Job
Locate every line in the items below that contains the word "wing", and copy each of those lines in full.

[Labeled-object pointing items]
start
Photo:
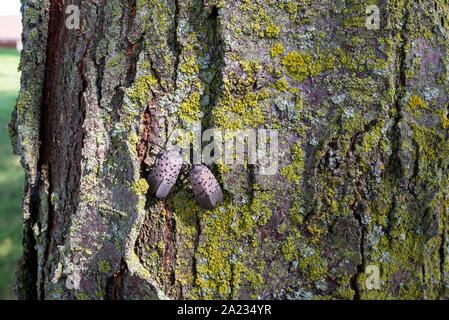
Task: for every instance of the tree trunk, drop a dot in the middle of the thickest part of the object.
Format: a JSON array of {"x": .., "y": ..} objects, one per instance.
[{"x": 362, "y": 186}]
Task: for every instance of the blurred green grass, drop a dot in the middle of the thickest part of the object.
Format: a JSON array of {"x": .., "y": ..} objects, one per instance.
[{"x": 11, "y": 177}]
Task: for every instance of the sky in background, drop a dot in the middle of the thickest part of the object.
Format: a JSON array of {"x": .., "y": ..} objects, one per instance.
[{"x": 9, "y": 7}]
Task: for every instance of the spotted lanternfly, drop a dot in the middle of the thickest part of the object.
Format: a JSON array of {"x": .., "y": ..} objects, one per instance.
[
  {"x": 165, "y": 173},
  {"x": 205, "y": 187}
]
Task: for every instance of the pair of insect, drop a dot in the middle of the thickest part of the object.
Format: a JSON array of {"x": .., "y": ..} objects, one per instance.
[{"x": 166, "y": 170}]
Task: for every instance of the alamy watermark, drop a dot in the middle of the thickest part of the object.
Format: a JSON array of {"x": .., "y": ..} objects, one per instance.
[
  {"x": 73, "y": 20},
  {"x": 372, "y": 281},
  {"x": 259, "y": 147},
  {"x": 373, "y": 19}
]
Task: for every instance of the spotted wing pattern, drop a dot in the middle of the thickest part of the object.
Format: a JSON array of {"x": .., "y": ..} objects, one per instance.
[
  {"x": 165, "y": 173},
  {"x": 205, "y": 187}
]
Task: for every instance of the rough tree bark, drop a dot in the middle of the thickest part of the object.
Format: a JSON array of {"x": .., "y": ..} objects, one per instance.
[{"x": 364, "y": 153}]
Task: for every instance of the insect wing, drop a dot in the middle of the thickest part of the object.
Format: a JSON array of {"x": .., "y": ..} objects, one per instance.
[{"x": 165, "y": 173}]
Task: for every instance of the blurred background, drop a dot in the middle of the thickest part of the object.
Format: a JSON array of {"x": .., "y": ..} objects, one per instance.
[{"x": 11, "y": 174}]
end
start
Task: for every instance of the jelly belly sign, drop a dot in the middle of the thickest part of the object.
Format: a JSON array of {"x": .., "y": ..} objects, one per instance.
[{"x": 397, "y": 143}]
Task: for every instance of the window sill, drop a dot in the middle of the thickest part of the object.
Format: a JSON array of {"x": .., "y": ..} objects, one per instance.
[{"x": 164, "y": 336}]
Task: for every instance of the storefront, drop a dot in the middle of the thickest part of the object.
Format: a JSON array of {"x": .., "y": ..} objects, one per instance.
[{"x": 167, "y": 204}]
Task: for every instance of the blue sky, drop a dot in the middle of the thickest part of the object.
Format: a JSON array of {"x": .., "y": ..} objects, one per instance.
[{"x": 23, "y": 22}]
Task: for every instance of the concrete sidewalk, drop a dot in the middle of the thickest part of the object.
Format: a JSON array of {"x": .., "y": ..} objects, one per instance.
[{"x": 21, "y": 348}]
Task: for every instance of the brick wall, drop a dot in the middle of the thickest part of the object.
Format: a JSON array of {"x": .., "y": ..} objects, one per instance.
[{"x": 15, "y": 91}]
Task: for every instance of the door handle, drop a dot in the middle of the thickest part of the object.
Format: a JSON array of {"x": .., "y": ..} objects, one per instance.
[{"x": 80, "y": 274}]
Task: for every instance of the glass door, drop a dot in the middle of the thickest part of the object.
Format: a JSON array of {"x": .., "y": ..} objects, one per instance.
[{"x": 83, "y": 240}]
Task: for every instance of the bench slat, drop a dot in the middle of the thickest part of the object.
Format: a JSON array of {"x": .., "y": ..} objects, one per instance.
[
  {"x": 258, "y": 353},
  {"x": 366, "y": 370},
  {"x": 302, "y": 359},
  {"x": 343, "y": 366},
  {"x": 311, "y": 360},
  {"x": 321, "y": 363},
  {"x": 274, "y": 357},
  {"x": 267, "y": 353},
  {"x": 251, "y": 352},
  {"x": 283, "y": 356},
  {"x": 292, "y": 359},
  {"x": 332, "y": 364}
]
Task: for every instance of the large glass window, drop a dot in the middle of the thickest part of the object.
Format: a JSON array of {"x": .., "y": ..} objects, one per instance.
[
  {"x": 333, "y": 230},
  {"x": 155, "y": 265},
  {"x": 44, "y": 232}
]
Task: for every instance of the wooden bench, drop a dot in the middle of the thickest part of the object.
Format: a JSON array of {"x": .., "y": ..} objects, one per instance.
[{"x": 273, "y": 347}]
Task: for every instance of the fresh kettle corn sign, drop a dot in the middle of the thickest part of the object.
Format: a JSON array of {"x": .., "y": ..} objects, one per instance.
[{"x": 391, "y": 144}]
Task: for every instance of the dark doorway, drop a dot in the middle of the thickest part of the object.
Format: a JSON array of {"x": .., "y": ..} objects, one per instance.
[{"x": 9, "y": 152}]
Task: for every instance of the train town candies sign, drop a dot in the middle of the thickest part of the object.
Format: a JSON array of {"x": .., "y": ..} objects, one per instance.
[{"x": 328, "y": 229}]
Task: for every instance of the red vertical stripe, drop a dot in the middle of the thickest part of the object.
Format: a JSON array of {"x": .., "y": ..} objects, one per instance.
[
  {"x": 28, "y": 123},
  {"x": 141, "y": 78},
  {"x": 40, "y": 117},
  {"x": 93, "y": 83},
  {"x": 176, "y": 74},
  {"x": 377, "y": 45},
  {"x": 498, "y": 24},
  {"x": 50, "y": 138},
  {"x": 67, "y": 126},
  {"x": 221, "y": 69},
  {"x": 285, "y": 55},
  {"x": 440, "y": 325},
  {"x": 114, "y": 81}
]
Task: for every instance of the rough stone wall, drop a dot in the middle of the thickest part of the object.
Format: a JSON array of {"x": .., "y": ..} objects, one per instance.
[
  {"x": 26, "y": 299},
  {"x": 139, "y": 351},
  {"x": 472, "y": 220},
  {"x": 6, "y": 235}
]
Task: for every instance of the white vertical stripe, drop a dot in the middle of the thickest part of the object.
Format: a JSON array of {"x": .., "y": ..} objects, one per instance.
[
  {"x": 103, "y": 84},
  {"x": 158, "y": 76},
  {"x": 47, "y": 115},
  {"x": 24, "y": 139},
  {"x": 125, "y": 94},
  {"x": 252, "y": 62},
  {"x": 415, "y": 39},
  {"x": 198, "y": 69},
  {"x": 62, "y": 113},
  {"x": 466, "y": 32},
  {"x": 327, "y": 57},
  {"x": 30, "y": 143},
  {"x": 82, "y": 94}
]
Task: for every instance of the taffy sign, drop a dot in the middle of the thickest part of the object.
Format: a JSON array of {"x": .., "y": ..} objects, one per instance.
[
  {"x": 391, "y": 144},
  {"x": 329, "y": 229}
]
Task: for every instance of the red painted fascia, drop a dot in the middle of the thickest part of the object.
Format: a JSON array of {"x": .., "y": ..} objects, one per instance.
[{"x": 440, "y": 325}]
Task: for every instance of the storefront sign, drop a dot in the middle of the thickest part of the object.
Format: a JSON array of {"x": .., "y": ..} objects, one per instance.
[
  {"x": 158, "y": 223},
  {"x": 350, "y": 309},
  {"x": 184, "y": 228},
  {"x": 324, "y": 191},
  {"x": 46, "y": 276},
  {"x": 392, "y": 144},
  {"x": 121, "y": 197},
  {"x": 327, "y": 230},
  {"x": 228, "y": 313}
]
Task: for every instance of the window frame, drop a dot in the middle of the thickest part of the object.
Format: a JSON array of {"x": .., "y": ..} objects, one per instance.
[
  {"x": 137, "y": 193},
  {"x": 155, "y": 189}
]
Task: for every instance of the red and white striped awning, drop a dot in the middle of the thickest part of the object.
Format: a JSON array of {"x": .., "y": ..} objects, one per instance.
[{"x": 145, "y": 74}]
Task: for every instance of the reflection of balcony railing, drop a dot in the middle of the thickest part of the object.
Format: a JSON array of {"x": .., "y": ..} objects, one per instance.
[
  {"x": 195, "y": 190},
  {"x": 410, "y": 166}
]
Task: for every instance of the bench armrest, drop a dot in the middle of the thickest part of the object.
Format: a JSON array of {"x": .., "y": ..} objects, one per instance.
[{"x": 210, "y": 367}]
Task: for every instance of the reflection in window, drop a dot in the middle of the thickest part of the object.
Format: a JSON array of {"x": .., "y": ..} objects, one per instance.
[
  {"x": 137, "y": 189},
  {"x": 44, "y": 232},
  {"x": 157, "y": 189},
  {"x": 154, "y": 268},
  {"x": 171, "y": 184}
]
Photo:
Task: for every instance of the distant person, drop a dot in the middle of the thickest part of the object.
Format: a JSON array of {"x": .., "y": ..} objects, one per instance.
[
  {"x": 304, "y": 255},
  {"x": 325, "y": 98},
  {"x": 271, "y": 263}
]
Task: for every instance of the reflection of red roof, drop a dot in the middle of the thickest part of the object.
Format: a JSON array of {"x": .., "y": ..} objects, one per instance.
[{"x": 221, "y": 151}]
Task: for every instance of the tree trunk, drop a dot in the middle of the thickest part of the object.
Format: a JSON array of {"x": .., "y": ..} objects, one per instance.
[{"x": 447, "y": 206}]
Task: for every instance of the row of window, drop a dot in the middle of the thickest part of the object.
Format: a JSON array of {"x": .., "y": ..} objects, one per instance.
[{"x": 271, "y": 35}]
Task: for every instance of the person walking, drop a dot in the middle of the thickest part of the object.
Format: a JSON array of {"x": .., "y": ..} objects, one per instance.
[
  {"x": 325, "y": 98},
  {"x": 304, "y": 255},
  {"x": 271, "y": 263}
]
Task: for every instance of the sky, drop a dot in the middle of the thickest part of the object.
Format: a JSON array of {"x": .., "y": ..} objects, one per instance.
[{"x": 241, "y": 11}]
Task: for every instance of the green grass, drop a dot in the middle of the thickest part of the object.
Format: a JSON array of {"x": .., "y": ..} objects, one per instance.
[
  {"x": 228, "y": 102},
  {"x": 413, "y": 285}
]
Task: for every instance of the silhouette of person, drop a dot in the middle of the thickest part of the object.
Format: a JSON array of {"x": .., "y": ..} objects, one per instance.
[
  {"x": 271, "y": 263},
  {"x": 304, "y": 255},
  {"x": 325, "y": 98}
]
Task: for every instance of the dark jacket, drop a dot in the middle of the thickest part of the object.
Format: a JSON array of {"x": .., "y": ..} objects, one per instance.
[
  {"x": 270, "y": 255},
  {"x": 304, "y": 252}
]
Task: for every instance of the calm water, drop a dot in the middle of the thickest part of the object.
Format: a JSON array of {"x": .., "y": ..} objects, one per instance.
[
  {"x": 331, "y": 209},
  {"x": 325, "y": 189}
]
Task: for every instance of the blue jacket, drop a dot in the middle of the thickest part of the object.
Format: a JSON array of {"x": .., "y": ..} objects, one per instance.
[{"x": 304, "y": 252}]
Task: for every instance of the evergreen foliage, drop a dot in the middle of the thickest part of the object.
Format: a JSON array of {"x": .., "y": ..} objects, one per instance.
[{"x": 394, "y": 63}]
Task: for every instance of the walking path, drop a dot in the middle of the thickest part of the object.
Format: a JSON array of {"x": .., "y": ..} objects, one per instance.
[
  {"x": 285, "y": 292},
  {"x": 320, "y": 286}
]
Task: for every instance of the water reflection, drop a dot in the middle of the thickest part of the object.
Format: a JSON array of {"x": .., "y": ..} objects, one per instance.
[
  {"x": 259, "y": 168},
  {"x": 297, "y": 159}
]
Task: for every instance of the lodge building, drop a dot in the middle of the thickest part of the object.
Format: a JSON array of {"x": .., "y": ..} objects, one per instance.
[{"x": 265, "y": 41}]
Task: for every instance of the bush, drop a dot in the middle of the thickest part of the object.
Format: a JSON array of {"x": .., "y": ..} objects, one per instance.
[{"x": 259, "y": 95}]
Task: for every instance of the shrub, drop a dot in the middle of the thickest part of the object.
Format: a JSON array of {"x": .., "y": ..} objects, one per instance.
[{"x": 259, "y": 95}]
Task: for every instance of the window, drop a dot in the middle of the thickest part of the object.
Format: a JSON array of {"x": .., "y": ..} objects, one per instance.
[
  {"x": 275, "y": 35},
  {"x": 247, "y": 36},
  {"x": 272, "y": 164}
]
end
start
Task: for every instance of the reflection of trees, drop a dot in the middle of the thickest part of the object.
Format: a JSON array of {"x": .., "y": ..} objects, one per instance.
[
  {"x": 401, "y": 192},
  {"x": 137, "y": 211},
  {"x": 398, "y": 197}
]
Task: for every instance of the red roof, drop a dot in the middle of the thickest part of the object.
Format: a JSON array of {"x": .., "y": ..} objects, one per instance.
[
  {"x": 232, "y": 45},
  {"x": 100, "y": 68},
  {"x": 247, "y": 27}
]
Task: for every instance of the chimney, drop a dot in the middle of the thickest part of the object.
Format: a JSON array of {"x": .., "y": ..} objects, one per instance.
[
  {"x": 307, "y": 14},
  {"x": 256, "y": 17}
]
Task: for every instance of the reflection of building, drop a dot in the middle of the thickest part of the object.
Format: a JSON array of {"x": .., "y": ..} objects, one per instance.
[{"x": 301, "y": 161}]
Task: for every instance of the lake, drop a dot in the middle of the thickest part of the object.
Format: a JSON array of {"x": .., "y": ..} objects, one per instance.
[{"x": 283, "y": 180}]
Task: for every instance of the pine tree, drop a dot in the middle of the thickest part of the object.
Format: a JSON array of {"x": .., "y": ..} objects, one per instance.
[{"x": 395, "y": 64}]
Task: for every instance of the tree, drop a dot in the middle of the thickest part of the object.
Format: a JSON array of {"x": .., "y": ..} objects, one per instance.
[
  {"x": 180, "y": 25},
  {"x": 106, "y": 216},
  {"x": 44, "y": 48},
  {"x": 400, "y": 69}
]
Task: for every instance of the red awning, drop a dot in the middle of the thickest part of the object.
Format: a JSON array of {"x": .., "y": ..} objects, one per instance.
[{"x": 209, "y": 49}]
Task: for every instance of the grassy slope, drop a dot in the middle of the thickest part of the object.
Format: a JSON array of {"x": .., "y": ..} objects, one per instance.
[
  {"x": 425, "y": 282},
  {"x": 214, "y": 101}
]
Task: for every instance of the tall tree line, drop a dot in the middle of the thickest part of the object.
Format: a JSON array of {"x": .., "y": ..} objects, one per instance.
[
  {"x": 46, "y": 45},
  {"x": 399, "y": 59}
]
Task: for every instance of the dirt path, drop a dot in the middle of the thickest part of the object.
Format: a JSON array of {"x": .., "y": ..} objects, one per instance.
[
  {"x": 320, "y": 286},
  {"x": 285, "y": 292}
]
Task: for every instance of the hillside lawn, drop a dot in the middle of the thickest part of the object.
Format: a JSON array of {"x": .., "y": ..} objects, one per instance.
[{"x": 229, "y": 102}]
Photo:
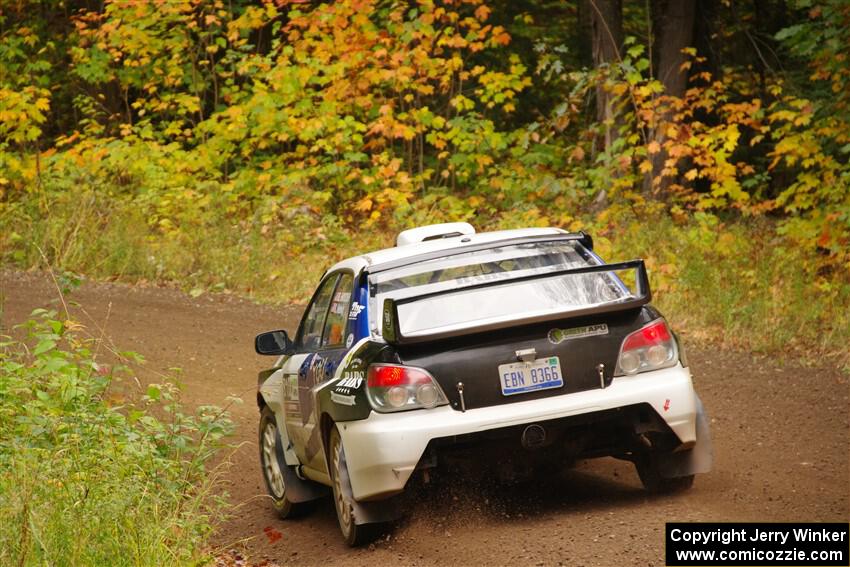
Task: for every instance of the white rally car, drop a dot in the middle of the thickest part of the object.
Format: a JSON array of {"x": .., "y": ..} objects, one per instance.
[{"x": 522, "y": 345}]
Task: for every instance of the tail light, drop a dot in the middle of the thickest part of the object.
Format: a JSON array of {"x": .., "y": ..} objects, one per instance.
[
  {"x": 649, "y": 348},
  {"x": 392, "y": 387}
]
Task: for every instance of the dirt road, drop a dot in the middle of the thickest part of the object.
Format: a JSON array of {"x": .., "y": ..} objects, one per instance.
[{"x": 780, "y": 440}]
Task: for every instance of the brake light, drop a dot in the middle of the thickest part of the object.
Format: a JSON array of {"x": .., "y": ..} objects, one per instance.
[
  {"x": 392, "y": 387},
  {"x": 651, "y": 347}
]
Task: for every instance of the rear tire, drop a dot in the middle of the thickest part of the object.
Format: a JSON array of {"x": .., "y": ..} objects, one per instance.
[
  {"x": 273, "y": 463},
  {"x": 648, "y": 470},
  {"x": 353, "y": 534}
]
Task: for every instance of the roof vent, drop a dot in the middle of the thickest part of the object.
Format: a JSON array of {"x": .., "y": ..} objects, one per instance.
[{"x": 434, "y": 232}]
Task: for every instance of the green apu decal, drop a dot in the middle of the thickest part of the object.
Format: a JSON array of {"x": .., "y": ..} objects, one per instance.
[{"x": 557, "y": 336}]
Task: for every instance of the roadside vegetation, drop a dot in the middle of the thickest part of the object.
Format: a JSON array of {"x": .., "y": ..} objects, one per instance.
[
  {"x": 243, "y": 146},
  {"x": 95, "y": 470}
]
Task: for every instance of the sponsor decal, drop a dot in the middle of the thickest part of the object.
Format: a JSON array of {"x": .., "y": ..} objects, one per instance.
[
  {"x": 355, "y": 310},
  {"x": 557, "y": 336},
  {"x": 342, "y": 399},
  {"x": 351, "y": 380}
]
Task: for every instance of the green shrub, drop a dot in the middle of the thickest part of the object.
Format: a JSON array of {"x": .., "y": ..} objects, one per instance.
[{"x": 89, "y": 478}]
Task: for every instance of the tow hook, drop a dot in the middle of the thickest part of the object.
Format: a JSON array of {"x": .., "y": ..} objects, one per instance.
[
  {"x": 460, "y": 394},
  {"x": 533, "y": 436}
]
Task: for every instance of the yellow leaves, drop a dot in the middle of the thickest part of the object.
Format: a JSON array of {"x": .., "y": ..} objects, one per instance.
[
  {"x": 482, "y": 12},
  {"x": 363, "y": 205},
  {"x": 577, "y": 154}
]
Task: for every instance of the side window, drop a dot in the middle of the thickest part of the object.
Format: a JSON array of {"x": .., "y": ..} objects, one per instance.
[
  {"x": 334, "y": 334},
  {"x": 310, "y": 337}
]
end
Result of the exercise
Task: for every instance of the spotted wing pattern, drop a dot in the middle of the thickest part of the object.
Task: for every instance of the insect wing, drop a dot in the middle of the thickest part of the object.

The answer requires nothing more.